Aspettative economiche. Di fronte all’incremento nei costi, il 43% delle aziende italiane ha fornito un sostegno economico straordinario ai propri dipendenti. E circa un terzo dei dipendenti ha ricevuto un aumento negli ultimi 12 mesi.
Ma i lavoratori non si considerano adeguatamente retribuiti: il 37% afferma che lo stipendio non garantisce di vivere come vorrebbe (il 5% in più rispetto ad un anno fa). E il 44% vorrebbe un aumento di stipendio periodico, il 37% un aumento anche al di fuori della consueta periodicità. Richieste economiche che appaiono legate soprattutto alla straordinarietà del momento: al datore di lavoro chiedono soprattutto un aumento mensile in base al costo della vita (47%), contributi per il costo dell'energia, dei viaggi o di altre spese quotidiane (37%) o indennità una tantum (25%).
Flessibilità. La flessibilità di orario è rilevante nel lavoro attuale o futuro per l’83% degli italiani, quella di luogo per il 72%. Ma la sua importanza si capisce anche dal fatto che la mancanza di flessibilità è un buon motivo per rifiutare una nuova offerta di lavoro, nel 35% dei casi per l’orario, nel 33% per luogo. E per il 23% degli intervistati è stata la ragione per lasciare il posto di lavoro precedente.
In questo campo, le imprese italiane non soddisfano le aspettative dei lavoratori, nonostante un miglioramento. Il 45% delle organizzazioni offre già flessibilità oraria (e il 27% l’ha introdotta nell’ultimo anno), ma siamo ancora 8 punti sotto la media globale. Il 44% offre flessibilità di luogo (e il 25% l’ha introdotta nell’ultimo anno), 6 punti in meno della media globale.
__________________________________________________
AZIONE RICHIESTA: Secondo il testo sui lavoratori italiani, che cosa chiedono soprattutto i dipendenti al datore di lavoro? Elenca ogni voce con la sua percentuale. Il materiale non ha alcun ruolo in questo.
__________________________________________________
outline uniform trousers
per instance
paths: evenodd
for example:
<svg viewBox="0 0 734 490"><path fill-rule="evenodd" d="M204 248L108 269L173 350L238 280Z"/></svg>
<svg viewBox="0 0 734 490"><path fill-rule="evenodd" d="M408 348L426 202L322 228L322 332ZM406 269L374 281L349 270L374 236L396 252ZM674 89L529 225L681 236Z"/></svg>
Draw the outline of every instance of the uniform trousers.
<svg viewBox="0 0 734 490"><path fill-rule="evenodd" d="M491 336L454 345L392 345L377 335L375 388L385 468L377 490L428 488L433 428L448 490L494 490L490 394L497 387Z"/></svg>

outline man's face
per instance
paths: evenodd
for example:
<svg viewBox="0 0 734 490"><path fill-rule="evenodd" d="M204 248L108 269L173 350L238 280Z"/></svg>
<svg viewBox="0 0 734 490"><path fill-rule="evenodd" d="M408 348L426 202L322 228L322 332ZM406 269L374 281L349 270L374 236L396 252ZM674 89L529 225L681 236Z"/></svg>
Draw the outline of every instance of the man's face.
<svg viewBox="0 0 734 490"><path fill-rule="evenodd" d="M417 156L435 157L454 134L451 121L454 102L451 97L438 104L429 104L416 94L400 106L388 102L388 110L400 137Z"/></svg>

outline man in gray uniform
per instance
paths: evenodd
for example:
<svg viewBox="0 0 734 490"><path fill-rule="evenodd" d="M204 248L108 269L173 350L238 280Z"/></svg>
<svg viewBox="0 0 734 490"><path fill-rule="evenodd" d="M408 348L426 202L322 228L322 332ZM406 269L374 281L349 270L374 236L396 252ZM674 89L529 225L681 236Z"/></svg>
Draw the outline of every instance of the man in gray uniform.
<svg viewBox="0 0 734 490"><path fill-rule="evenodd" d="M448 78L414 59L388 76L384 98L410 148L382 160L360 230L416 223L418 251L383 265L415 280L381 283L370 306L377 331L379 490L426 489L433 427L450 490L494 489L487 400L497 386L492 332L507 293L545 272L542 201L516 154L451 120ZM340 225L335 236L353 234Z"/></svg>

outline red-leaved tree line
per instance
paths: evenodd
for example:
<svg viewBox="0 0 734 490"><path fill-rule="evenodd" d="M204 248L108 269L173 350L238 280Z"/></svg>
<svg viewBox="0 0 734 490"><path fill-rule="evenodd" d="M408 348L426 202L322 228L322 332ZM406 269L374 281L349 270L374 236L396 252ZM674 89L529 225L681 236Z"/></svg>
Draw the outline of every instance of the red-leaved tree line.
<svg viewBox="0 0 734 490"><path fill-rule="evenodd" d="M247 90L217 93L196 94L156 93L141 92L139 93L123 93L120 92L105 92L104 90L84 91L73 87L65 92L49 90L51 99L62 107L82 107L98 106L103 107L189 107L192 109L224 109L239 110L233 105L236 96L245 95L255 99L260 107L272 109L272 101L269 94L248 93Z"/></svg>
__________________________________________________
RISPOSTA:
- Un aumento mensile in base al costo della vita (47%)
- Contributi per il costo dell'energia, dei viaggi o di altre spese quotidiane (37%)
- Indennità una tantum (25%)